● Consigne donnée A
Pour chacune des affirmations suivantes, dites si elle s'accorde avec le texte sur la franc-maçonnerie et le numérique, en répondant par oui ou par non et en citant mot pour mot les termes du texte qui tranchent. (i) Nicolas Bonnal compare le pouvoir du réseau informatique à celui du Grand Architecte de l'Univers. (ii) Jiri Pragman anime un blog maçonnique installé en France. (iii) Les blogs maçonniques extra-obédientiels sont réservés aux seuls francs-maçons.
● Consigne donnée B
Poursuivez le texte sur la franc-maçonnerie face au numérique après sa dernière phrase.

Un autre phénomène, plus récent, vient également bouleverser ses habitus tricentenaires. Gagnée par la numérisation croissante de la société, la franc-maçonnerie tente en effet de s’adapter à l’outil informatique, et notamment aux possibilités offertes par le Web 2.0 en termes d’interactivité, de partage d’informations et de participation collective.

Cette entreprise d’adaptation pourrait paraître naturelle pour une institution philosophique et philanthropique fondée sur la sociabilité, ayant toujours favorisé les relations interpersonnelles et les débats d’idées en tous genres. Le réseau informatique, dans une telle perspective serait donc, pour certains francs-maçons, la continuité évidente du réseau humain et institutionnel que constitue la franc-maçonnerie. Inversant cette problématique, un auteur comme Nicolas Bonnal (2000) a vu dans le pouvoir démiurgique du réseau informatique créateur de mondes virtuels – qu’il compare à celui du Grand Architecte de l’Univers –, une « technognose » ouvrant sur une nouvelle voie initiatique. Quant à Jiri Pragman, animateur d’un blog maçonnique installé en Belgique (2005), il est allé jusqu’à se demander dans un récent ouvrage si l’Internet lui-même n’était pas maçonnique, dans son esprit, comme dans son mode de fonctionnement. Nous verrons pourtant que cette façon de concevoir les choses mérite d’être nuancée, voire corrigée, à la lumière des enquêtes que nous avons menées dans le cadre de cette étude. Celles-ci, en effet, nous ont amenée à souligner des points de convergence, mais aussi des éléments de divergence notables entre l’espace public traditionnel de la franc-maçonnerie, et le nouvel espace numérique dédié à la discussion et à la sociabilité qui se met progressivement en place, parallèlement aux travaux des loges.

De la même manière, les enjeux de visibilité – synonymes de transparence et exprimant une quête de légitimité auprès du public –, auxquels la franc-maçonnerie tente de répondre via les mass media, ainsi qu’à travers des actions de communication événementielle (Bryon-Portet, 2010), et qui semblent à première vue se poursuivre sur la Toile, doivent, selon nous, amener à des conclusions différentes. En effet, si le développement d’une politique de communication institutionnelle à l’initiative des figures représentatives de la franc-maçonnerie (Grands Maîtres participant à des interviews ou à des émissions télévisées, organisation d’expositions temporaires, de salons et de conférences, création de sites internet pour les principales obédiences, ou édition de revues comme Franc-maçonnerie magazine, etc.) est relativement dénué de risques, dans la mesure où il diminue l’opacité d’une société ultra-discrète, tout en étant fortement maîtrisé, la prolifération récente de blogs maçonniques extra-obédientiels et ouverts aux profanes sur lesquels se tiennent des propos parfois calomnieux, entraîne aujourd’hui une potentielle désacralisation de l’image institutionnelle.

● Données fournies

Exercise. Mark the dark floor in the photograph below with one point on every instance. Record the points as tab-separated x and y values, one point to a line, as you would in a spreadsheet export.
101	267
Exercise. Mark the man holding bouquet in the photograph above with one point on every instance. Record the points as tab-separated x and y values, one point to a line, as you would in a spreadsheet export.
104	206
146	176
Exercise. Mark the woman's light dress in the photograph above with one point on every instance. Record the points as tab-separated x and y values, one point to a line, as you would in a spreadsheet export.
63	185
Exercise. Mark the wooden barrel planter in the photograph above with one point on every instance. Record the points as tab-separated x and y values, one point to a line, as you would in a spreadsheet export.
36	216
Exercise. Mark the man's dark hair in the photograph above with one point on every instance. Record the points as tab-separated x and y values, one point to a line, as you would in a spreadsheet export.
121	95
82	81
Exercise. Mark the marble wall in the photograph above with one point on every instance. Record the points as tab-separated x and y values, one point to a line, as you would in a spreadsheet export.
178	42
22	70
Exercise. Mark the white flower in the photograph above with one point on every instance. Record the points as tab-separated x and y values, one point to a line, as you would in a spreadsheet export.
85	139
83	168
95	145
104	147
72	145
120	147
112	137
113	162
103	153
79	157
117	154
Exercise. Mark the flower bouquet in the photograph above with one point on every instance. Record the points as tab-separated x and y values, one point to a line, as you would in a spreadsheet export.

● Réponse attendue A
(i) Oui : « qu’il compare à celui du Grand Architecte de l’Univers ».
(ii) Non : « animateur d’un blog maçonnique installé en Belgique ».
(iii) Non : « blogs maçonniques extra-obédientiels et ouverts aux profanes ».

● Réponse attendue B
Au-delà de cette problématique institutionnelle, nous avons également voulu savoir si, à l’heure où la société moderne occidentale voit sa sociabilité subir d’importantes mutations, une institution traditionnelle comme la franc-maçonnerie connaît également une transformation notable de la nature de son lien social et de ses modes d’expression. Au cours de nos recherches, nous nous sommes efforcée de dresser une typologie des différents supports numériques les plus couramment utilisés aujourd’hui par les francs-maçons (listes de diffusion, forums, blogs et réseaux sociaux numériques), et de définir les objectifs multiples qu’ils poursuivent (objectifs informationnels, communicationnels, relationnels et heuristiques). Ce faisant, nous avons cru bon de distinguer les réseautages qui utilisent l’Internet mais demeurent – comme une sorte d’intranet ou d’extranet –, réservés aux seuls initiés, de ceux qui sont accessibles aux profanes.

L’espace maçonnique et le cyberespace
La loge maçonnique, lieu de sociabilité, de réflexion et d’épanouissement spirituel

Si l’on veut s’efforcer de comprendre les enjeux maçonniques qui se jouent actuellement autour du développement interne de dispositifs numériques socio-informationnels, il convient préalablement d’appréhender la nature spécifique de l’espace d’échanges qui se déploie au sein de l’institution. Tout d’abord, il est nécessaire de rappeler l’importance de la communication interpersonnelle, et plus largement de la problématique relationnelle, dans la démarche maçonnique. Comme l’a fort justement souligné Maurice Agulhon dans son ouvrage consacré aux confréries associationnistes méridionales du XVIIIe siècle (1968), la notion de sociabilité se trouve au cœur même de la franc-maçonnerie, qui fait du partage et de l’entraide la clé de voûte de ce que l’on peut considérer comme un véritable réseau humain. Dès sa création, en effet, « la loge maçonnique s’affirme comme une micro-société où l’on peut expérimenter de nouveaux rapports sociaux », ainsi que l’a montré l’historien Pierre-Yves Beaurepaire (2004). Cet enjeu de sociabilité a d’ailleurs été mis en exergue dans les Constitutions d’Anderson, cette charte fondatrice parue en 1723, fixant l’histoire officielle, les principes et modes de fonctionnement de l’institution. Le texte de ce pasteur presbytérien écrit avec Jean Théophile Désaguliers, déclare en effet que la franc-maçonnerie est le « centre de l’Union », puisqu’elle permet de réunir par une « véritable amitié, des personnes qui eussent dû rester perpétuellement séparées »… Presque trois siècles plus tard, le sociologue et franc-maçon belge Marcel Bolle de Bal continue de voir dans la franc-maçonnerie un « laboratoire de reliances » (1998).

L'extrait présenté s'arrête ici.